Document section |
BEGIN

After three days I have a hard time remembering why I put a pair of my underpants into the dishwasher. I can’t imagine doing something and having to stay interested in it for 35 years. Well, marriage I guess, but I’ll have the engagement to prepare for that right?
Voyager 1 Employee: Shit, I keep having this feeling I shot something into space like 30, 32ish years ago.
Maybe you don’t find it impressive that a rocket is about to enter interstellar space. Let me put this into perspective. I one time built a model rocket and quadruple loaded it with engines. The thought was if I put four times the amount of rocket power into it, it would go four times as high. Wrong. The rocket couldn’t handle the weight and went about twenty feet into the air before tail spinning into my neighbors yard and exploding. I spent the next 15 minutes stomping out their smoldering mulch (Hey Apple Family, if you’re reading this, change your mulch once it a while you lazy bums. Mulch that dry isn’t doing your garden any good [landscaping advice on the Barnyard is free]). What I’m trying to prove here is that it isn’t easy to blast a chunk of metal into the sky and have it successfully hit the 11 billion mile mark.

END

Information given |
BEGIN

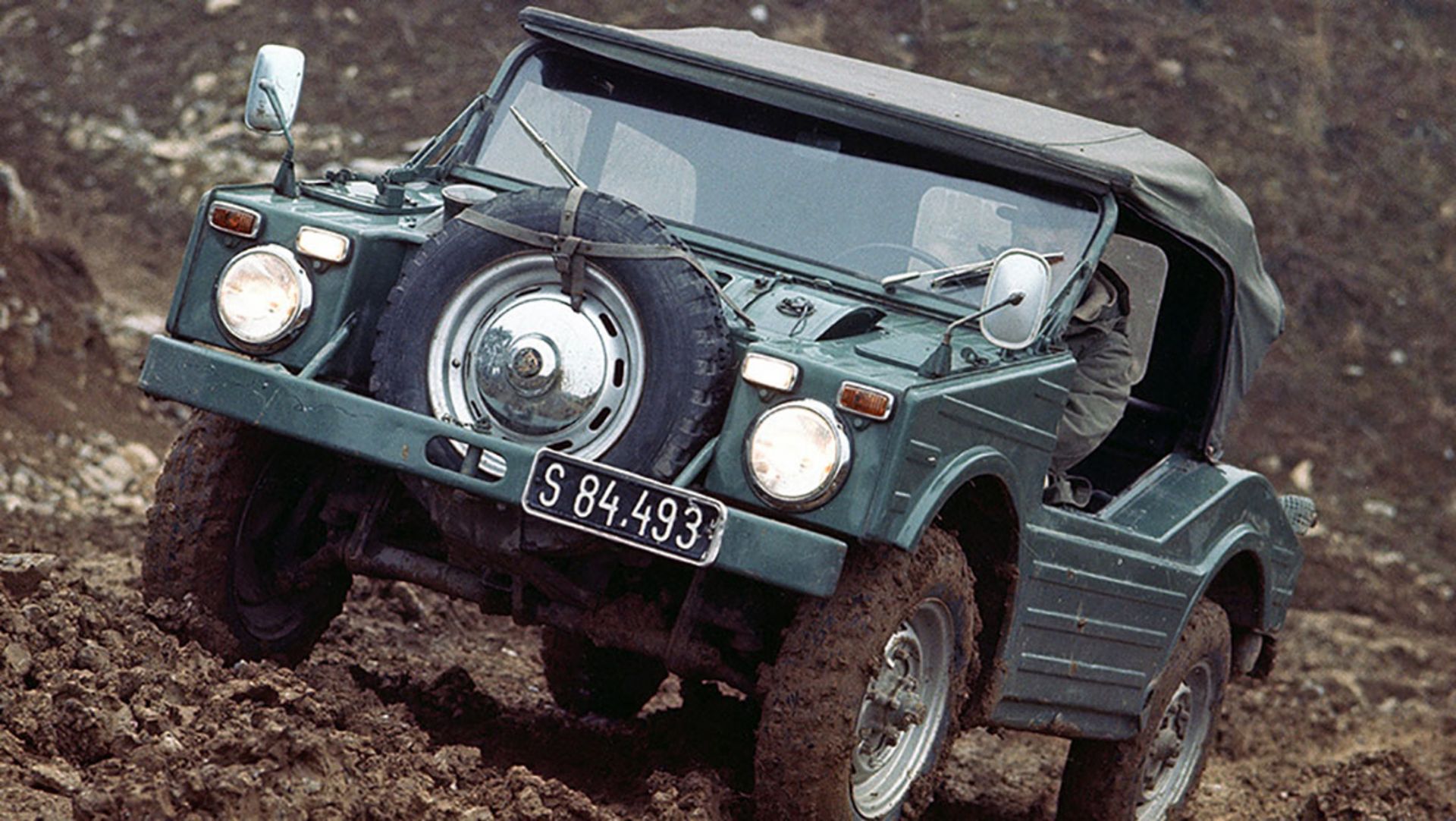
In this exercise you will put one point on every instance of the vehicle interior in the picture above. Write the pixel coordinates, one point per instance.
(1177, 329)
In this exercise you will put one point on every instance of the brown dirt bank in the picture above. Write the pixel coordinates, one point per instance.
(1332, 120)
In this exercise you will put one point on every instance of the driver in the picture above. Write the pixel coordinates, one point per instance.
(1097, 337)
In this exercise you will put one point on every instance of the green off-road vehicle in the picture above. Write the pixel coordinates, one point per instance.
(745, 361)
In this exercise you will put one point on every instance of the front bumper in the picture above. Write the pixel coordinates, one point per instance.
(270, 398)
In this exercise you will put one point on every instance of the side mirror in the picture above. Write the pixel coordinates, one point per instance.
(1015, 323)
(277, 68)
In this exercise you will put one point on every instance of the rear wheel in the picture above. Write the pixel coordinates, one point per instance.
(587, 678)
(868, 686)
(237, 532)
(1152, 775)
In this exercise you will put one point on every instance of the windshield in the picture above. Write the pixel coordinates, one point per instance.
(775, 178)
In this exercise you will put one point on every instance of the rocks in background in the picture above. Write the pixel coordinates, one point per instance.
(20, 575)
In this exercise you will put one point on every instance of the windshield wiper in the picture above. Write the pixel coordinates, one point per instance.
(954, 272)
(549, 153)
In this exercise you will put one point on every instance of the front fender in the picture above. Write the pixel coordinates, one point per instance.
(960, 470)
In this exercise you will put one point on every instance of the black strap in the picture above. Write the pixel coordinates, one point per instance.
(570, 252)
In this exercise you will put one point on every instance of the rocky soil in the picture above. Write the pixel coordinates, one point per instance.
(1331, 118)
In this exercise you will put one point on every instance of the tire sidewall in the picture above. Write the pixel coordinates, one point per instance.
(191, 548)
(1103, 779)
(805, 735)
(655, 439)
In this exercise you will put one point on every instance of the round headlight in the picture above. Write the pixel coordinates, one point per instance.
(262, 296)
(799, 455)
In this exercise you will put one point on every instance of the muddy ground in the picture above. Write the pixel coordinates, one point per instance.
(1331, 118)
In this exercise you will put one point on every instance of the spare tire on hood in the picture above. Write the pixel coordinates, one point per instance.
(620, 356)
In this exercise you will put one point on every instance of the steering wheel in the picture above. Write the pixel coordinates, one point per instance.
(881, 248)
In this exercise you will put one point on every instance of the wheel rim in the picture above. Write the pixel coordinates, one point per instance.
(510, 353)
(1177, 746)
(280, 530)
(903, 708)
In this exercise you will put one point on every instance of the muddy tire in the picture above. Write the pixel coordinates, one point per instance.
(607, 681)
(479, 329)
(235, 508)
(899, 624)
(1152, 775)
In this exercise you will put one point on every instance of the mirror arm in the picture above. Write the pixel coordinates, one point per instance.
(938, 363)
(286, 182)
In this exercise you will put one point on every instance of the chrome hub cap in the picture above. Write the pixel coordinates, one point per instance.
(1177, 747)
(902, 711)
(509, 350)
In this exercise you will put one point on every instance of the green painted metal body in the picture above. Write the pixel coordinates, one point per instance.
(1100, 600)
(271, 398)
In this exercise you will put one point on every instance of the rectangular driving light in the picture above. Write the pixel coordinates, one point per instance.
(329, 247)
(769, 372)
(865, 401)
(235, 220)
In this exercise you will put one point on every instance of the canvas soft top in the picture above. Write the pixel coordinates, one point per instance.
(1163, 182)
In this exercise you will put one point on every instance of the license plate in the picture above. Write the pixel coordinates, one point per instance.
(623, 507)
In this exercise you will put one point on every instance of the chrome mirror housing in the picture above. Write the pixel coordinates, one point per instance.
(1008, 322)
(278, 69)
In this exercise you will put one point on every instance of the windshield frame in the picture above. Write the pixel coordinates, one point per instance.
(775, 260)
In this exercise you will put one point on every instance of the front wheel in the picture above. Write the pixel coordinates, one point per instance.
(867, 687)
(237, 530)
(1152, 775)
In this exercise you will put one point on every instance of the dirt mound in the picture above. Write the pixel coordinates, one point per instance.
(1376, 785)
(107, 712)
(1332, 123)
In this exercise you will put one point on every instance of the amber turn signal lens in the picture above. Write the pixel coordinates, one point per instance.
(234, 220)
(865, 401)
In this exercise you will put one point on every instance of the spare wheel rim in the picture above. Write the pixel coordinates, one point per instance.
(509, 353)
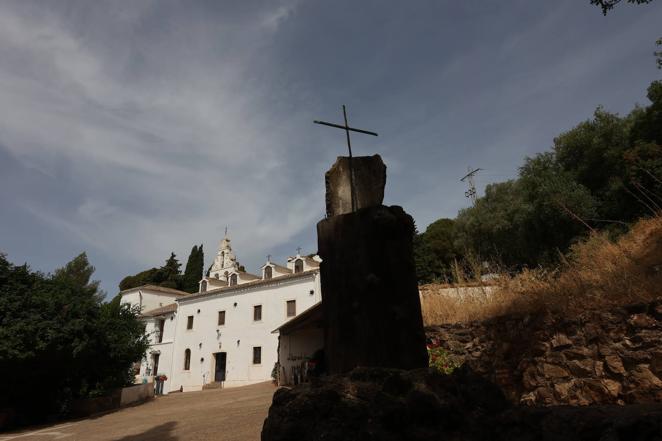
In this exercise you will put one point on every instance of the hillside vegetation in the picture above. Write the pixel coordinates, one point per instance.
(602, 175)
(596, 273)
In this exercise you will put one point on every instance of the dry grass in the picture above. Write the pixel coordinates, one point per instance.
(597, 273)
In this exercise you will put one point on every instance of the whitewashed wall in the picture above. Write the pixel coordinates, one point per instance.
(165, 349)
(239, 334)
(295, 349)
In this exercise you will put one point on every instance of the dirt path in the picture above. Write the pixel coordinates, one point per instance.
(234, 414)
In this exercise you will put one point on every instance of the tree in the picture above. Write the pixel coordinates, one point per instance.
(193, 271)
(169, 275)
(59, 341)
(434, 251)
(78, 272)
(608, 5)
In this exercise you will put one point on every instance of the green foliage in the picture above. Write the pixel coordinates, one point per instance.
(435, 252)
(607, 5)
(169, 275)
(142, 278)
(193, 272)
(605, 173)
(59, 341)
(441, 361)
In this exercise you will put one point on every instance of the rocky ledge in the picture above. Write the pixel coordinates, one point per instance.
(389, 404)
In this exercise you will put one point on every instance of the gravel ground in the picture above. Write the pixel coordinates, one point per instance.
(234, 414)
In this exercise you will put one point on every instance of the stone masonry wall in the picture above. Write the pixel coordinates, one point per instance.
(600, 357)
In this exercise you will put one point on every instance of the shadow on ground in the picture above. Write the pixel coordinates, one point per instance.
(162, 432)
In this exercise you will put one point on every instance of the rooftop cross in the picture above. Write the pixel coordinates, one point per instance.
(348, 129)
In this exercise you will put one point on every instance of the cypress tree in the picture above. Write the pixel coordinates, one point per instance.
(193, 271)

END

Exercise set |
**A.** In the Voyager 1 piece, how high did the quadruple-loaded model rocket go before spinning into the neighbors' yard?
**B.** Switch "dishwasher" to "washing machine" in the Voyager 1 piece and write out the passage from "After three days" to "32ish years ago.".
The listing comes from a source separate from the Voyager 1 piece.

Task answers |
**A.** About twenty feet into the air.

**B.**
After three days I have a hard time remembering why I put a pair of my underpants into the washing machine. I can’t imagine doing something and having to stay interested in it for 35 years. Well, marriage I guess, but I’ll have the engagement to prepare for that right?
Voyager 1 Employee: Shit, I keep having this feeling I shot something into space like 30, 32ish years ago.